**WORK REQUIRED:**
Rewrite the rows below, replacing every "rubble pile" with "debris heap" and leaving everything else the same.

** Begin AVAILABLE RECORDS **

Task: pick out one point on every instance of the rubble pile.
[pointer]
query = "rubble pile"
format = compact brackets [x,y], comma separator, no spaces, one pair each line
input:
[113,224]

** End AVAILABLE RECORDS **

**RESULT FOR THIS EXERCISE:**
Task: pick out one point on every instance of the debris heap.
[pointer]
query = "debris heap"
format = compact brackets [x,y], comma separator, no spaces, one pair each line
input:
[113,224]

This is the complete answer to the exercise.